▶ **Task**
Write out every entry, unchanged. Skip any picture.

BEGIN Exercise materials

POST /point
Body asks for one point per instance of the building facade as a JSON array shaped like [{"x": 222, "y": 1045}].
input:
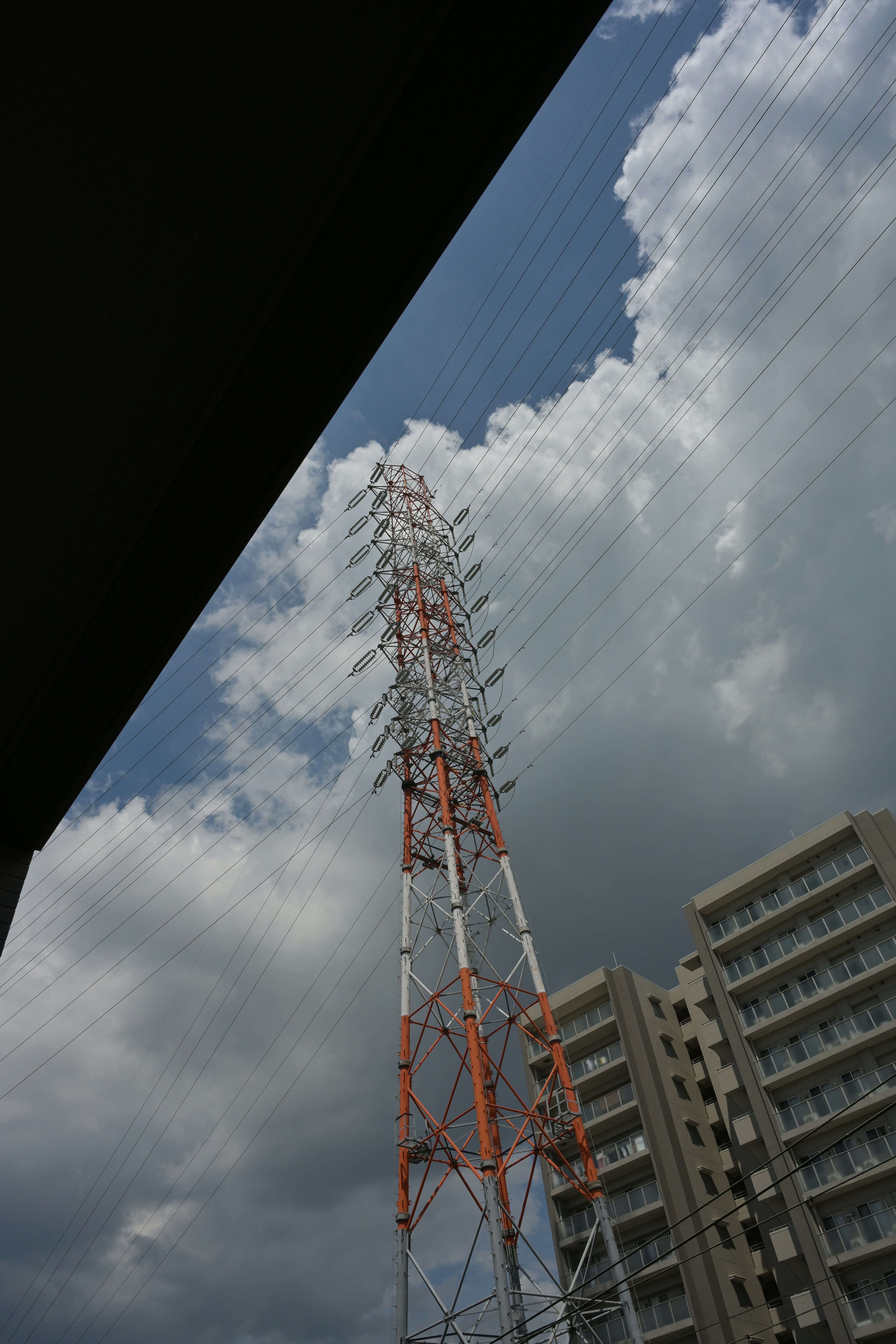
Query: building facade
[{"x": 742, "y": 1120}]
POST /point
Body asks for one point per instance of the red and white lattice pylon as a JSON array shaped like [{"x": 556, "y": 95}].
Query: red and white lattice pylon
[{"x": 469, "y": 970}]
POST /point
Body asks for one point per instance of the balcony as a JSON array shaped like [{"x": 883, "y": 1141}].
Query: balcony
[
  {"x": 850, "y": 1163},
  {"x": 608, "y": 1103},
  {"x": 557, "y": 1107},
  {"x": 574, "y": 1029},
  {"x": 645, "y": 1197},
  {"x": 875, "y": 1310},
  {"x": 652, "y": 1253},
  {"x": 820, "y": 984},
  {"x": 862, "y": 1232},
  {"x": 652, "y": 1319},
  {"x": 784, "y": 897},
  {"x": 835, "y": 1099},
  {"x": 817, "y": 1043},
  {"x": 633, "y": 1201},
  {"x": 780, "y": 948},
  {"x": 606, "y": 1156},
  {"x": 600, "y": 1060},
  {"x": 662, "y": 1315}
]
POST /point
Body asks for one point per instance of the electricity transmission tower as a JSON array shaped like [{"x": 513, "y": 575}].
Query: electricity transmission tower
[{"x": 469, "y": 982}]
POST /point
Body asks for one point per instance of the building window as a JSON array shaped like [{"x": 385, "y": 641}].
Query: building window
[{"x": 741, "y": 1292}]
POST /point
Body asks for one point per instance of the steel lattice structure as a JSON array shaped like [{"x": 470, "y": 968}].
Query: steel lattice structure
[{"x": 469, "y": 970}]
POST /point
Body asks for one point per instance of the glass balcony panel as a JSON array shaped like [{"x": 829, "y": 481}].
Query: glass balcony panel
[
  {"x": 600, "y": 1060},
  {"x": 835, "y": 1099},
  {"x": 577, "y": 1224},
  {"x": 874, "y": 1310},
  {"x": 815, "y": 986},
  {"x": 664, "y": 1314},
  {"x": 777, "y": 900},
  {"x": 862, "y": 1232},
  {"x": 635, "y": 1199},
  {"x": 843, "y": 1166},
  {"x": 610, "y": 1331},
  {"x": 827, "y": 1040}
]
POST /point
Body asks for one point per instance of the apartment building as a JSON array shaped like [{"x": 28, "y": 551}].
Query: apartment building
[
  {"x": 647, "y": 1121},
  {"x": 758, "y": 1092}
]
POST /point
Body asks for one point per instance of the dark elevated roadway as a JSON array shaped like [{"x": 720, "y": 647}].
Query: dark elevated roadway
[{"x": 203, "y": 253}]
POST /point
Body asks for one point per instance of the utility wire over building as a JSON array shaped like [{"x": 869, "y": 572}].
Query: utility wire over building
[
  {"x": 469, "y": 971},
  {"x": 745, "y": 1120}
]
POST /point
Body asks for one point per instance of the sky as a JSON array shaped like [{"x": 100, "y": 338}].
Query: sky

END Exercise materials

▶ **Written solution**
POST /point
Body asks for one point per instance of the building facade as a JSON array shaped like [{"x": 222, "y": 1045}].
input:
Query: building facade
[{"x": 742, "y": 1120}]
POST /point
Body asks for one point per instance of the red and white lattice pylon as a JSON array shaped like [{"x": 556, "y": 95}].
Query: red and white lattice pylon
[{"x": 469, "y": 970}]
POST /point
Body asks for one point per instance of the balcony as a JSON array shaped like [{"x": 883, "y": 1141}].
Query: balcony
[
  {"x": 850, "y": 1163},
  {"x": 608, "y": 1103},
  {"x": 557, "y": 1107},
  {"x": 574, "y": 1029},
  {"x": 645, "y": 1197},
  {"x": 875, "y": 1310},
  {"x": 652, "y": 1253},
  {"x": 820, "y": 984},
  {"x": 862, "y": 1232},
  {"x": 652, "y": 1319},
  {"x": 784, "y": 897},
  {"x": 835, "y": 1099},
  {"x": 817, "y": 1043},
  {"x": 633, "y": 1201},
  {"x": 780, "y": 948},
  {"x": 606, "y": 1156},
  {"x": 600, "y": 1060},
  {"x": 662, "y": 1315}
]
POST /point
Body asks for one point per instance of the electricity transmission tower as a JSON array shaped like [{"x": 513, "y": 575}].
Query: electricity transmission tower
[{"x": 469, "y": 982}]
POST /point
Body asks for one point per instance of the building window as a JSON array shaped like [{"x": 385, "y": 641}].
Query: building window
[{"x": 741, "y": 1292}]
POST /point
Body asks for one point per instance of the steel lattice structure as a JSON array shaped like [{"x": 470, "y": 968}].
Query: steel lattice structure
[{"x": 469, "y": 970}]
POST /point
Body asks for one point per instance of the glass balcony panel as a JSON array shaped like [{"x": 829, "y": 481}].
Query: glass balcony panel
[
  {"x": 600, "y": 1060},
  {"x": 835, "y": 1099},
  {"x": 577, "y": 1224},
  {"x": 874, "y": 1310},
  {"x": 815, "y": 986},
  {"x": 664, "y": 1314},
  {"x": 777, "y": 900},
  {"x": 862, "y": 1232},
  {"x": 635, "y": 1199},
  {"x": 843, "y": 1166},
  {"x": 610, "y": 1331},
  {"x": 827, "y": 1040}
]
POST /point
Body asks for one point per instance of the apartment building as a JSON array shaped like [{"x": 28, "y": 551}].
Query: apartment building
[
  {"x": 647, "y": 1121},
  {"x": 758, "y": 1092}
]
POST /point
Body asks for one point per instance of the dark elevated roadway as a JSON array shaped like [{"x": 720, "y": 647}].
Query: dark elevated roadway
[{"x": 203, "y": 253}]
POST /point
Body asks for one point per instance of the utility wire over building as a JSON array shaped like [{"x": 869, "y": 572}].
Query: utility wire over building
[
  {"x": 469, "y": 971},
  {"x": 745, "y": 1120}
]
POST /point
Body asks for one point per instance of the sky as a JSON array shaped like [{"x": 100, "y": 338}].
Query: sky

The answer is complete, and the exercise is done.